The task → Count the lines in the records below that contain the word "building", matching case exactly, and give only that number.

(Pointing dataset samples)
══════════════════════════════

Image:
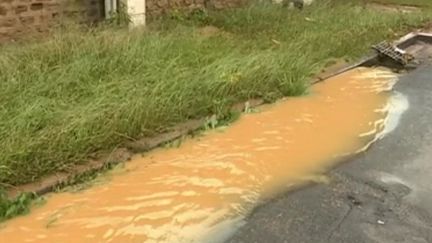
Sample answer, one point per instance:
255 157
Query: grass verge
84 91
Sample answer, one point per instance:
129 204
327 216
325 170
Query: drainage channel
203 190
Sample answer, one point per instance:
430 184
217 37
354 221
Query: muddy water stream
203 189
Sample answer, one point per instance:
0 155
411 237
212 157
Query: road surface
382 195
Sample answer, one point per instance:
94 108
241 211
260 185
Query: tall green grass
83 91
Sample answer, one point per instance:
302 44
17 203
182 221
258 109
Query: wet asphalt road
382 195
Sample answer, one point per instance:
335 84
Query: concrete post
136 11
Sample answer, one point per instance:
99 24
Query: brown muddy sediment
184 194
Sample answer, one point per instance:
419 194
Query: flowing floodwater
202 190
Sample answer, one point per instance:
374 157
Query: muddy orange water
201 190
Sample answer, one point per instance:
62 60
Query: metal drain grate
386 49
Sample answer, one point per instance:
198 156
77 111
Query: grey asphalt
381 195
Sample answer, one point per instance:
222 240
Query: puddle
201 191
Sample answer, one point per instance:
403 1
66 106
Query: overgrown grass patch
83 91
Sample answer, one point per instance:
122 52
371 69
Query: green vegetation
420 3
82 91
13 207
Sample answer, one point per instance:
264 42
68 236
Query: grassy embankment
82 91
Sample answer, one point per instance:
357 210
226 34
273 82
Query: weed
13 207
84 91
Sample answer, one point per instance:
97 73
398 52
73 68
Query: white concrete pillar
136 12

══════════════════════════════

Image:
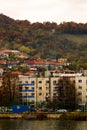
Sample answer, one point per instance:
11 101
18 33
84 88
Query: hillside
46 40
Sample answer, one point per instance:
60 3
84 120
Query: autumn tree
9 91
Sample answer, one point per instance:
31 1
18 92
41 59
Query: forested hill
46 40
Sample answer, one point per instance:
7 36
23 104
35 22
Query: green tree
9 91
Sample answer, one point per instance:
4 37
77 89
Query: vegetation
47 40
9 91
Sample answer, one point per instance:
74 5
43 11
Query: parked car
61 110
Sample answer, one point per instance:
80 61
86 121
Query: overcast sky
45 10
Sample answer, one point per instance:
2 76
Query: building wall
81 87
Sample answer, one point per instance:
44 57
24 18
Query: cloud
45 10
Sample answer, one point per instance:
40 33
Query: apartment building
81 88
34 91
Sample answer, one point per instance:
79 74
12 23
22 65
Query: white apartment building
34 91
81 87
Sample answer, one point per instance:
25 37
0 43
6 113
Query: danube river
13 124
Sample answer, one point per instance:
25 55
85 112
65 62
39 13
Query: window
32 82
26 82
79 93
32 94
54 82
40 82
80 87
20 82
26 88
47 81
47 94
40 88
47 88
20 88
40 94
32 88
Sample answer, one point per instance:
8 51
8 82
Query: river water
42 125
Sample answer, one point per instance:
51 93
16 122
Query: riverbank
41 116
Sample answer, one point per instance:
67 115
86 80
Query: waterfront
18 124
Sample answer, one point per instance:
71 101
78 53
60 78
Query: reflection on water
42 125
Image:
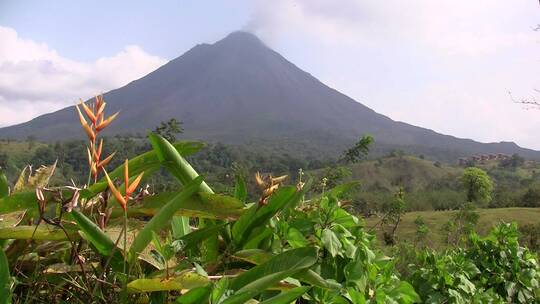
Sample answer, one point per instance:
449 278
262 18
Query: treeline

══════════════════════════════

Output for this exercise → 3